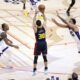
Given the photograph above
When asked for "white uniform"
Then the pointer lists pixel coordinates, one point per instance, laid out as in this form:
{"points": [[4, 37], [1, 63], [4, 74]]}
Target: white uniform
{"points": [[73, 34], [2, 43], [6, 58]]}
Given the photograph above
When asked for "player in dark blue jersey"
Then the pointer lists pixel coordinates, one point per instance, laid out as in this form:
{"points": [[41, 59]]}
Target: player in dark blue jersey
{"points": [[41, 44]]}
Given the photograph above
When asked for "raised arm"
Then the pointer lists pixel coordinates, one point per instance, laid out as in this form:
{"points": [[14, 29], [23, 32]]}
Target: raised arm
{"points": [[7, 41]]}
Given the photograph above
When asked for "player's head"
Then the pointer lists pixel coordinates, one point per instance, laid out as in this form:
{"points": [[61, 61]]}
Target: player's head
{"points": [[38, 23], [5, 27], [73, 21]]}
◆ ◆ ◆
Problem description.
Work out how many lines in the listing above hold the word "asked", and answer only with that number.

Answer space.
4